Except for the blue of course there is not quite enough shine for me... Just Kidding. tongue.gif

Now if you put two of those 3/4 to 1/2 tees end to end, you could put a 6DJ8 socket on one end and a socket for a 12AX7 on the other end ... One tube used at a time of course. Parallel wires from one B9A to the other with the appropriate changes at the socket end... biggrin.gif

Why do you put crazy ideas like that in my head ,would look great Hmmm. Damm you got me thinking about it :atsmile:.

post #4142 of 5851

I added a 36K ohm resistor on the plate of the 6SL7 to try and get the voltage down. Here are the results :

 

 

                                     Plate         Cathode

Stock setup - no additional resistors :

 

Sylvania          (L)          150.6v         1.028v

                      (R)          152.7v         0.982v

 

Added 240 ohm cathode resistor for 920 ohms total:

 

Sylvania      (L)             156.4v         1.233v

                  (R)             158.0v         1.184v

 

As above plus 36K ohm plate resistor for 69k total:

 

Sylvania      (L)             127.3v         1.024v

                  (R)             129.4v         0.994v

 

So the additional resistor on the anode has brought down the plate voltage but the cathode voltage has gone down again too. This is to be expected as there is now less current through the tube and therein lies the problem.

At stock setting there is about 1.5ma across the tube which is low to begin with and with the additional resistors it is now down to about 1.1ma . According to the datasheet, at 100v and 1v grid it would be down to 0.75ma . I don't think it is worth taking this further as it is fast approaching cutoff.

 

A better candidate in this circuit would be the 6SN7. Has anyone tried this as a driver ?

post #4143 of 5851
Quote:
Originally Posted by mordy View Post
 

Hi Ctritical Bill,

 

I just got the same breadboard as you.....

 

 

Would you and/or Ctritical Bill post a link to one of these breadboard sockets that allow one to add resisters? The 6DJ8 family, including the 6922 and 7308, could well be my end-game tubes. And while these tubes sound incredibly good now, it does make sense that if we can optimize the electrical values, or at least get closer to optimum, these tubes may actually sound better. Thanks! :)

◆ GIVEN EXERCISE A ◆
In the forum posts about tube amplifiers, which tube is suggested as a better candidate for the circuit?
◆ GIVEN EXERCISE B ◆
Put the records into a numbered list, leaving out blank lines, covering everything from the line that contains "Note to the class: indicate the concrete" down to the end of the records.

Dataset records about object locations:
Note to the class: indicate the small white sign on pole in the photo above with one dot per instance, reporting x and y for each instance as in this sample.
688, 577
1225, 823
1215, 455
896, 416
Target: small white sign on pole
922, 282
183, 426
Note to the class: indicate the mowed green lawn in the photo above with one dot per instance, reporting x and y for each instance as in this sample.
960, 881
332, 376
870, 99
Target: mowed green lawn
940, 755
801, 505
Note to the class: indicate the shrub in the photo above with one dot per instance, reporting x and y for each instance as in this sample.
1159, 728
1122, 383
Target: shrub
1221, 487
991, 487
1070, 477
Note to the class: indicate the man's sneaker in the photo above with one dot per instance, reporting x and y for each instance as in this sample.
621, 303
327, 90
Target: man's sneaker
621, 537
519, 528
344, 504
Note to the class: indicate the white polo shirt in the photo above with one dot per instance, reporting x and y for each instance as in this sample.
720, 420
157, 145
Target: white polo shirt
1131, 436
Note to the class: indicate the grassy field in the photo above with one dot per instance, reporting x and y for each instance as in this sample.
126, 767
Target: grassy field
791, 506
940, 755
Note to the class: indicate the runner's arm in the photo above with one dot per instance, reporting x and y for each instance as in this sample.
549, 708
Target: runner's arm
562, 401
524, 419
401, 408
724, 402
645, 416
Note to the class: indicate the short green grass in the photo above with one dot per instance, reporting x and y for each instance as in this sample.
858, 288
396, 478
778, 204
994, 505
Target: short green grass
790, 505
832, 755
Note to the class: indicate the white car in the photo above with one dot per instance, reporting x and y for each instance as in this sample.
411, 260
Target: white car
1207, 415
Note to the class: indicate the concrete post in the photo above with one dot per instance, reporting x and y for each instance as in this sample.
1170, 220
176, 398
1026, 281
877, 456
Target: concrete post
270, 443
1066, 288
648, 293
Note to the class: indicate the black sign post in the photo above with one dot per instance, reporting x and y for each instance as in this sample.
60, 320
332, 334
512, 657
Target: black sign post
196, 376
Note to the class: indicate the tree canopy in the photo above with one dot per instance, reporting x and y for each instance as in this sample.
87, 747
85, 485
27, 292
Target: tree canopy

◆ REPLY A ◆
The 6SN7.

◆ REPLY B ◆
1. Note to the class: indicate the concrete post in the photo above with one dot per instance, reporting x and y for each instance as in this sample.
2. 1170, 220
3. 176, 398
4. 1026, 281
5. 877, 456
6. Target: concrete post
7. 270, 443
8. 1066, 288
9. 648, 293
10. Note to the class: indicate the black sign post in the photo above with one dot per instance, reporting x and y for each instance as in this sample.
11. 60, 320
12. 332, 334
13. 512, 657
14. Target: black sign post
15. 196, 376
16. Note to the class: indicate the tree canopy in the photo above with one dot per instance, reporting x and y for each instance as in this sample.
17. 87, 747
18. 85, 485
19. 27, 292
20. Target: tree canopy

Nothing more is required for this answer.